** BEGIN Excerpt **

What was the primary motivation behind launching a European-exclusive defence ETF, especially considering the broader NATO-focused ETF already available?

The ETF was launched to provide a dedicated vehicle for investors who want to capture the European rearmament story directly. The NATO ETF provides a broad global exposure.

But many investors increasingly want targeted exposure to Europe’s security rebuild, driven by the war in Ukraine, pressure to meet NATO spending targets, an isolationist US, and EU- and government-level efforts to boost defence spending.

This isn’t just about defence but also about European strategic autonomy, industrial policy, and capital market sovereignty. As a European ETF issuer, with a strong track record in defence thematic space, we felt we were uniquely positioned to provide this ETF. 

How does ARMY differentiate itself from broader European industrial or aerospace ETFs that may have incidental defence exposure?

** END Excerpt **
** BEGIN Excerpted data **

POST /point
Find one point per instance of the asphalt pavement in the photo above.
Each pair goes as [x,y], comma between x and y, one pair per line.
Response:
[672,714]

** END Excerpted data **

▸ List of tasks
1. In the interview on the European defense ETF, what kind of exposure does the NATO ETF offer?
2. Continue the interview on the European defense ETF from its final line.

▸ Answers to the exercise
1. A broad global exposure.

2.
Industrial or aerospace ETFs can be blunt tools when it comes to defence. They’ll give you exposure to civil aviation and general manufacturing, but not necessarily a high-conviction allocation to pureplay defence companies.

With ARMY, we’ve tried to create a much more pureplay focused product. We also have included those engaged in cyber-defence, a crucial part of the defence theme that industrial or aerospace ETFs may not provide exposure to.

Can you walk us through the index selection process?

We partnered with VettaFi to design a methodology that screens for listed companies headquartered in Europe with significant exposure to defence.

The index requires constituent to have material portion of their revenues from the manufacture and development of defence equipment, defence technology applications, or cyber security contracting with a NATO+ member nation verified by publicly available contract information.

The purer play defence companies (50% revenue or more) are also given a higher weight limit to add to the purity of exposure to the theme.

Which European countries or defence ecosystems currently dominate the ETF's exposure, and how might this evolve with new EU defence initiatives like Readiness 2030?

Currently, the fund’s exposure is led by counties like the UK, Germany, France, Italy, and Sweden - home to major players like BAE Systems, Rheinmetall, Thales, Leonardo, and Saab.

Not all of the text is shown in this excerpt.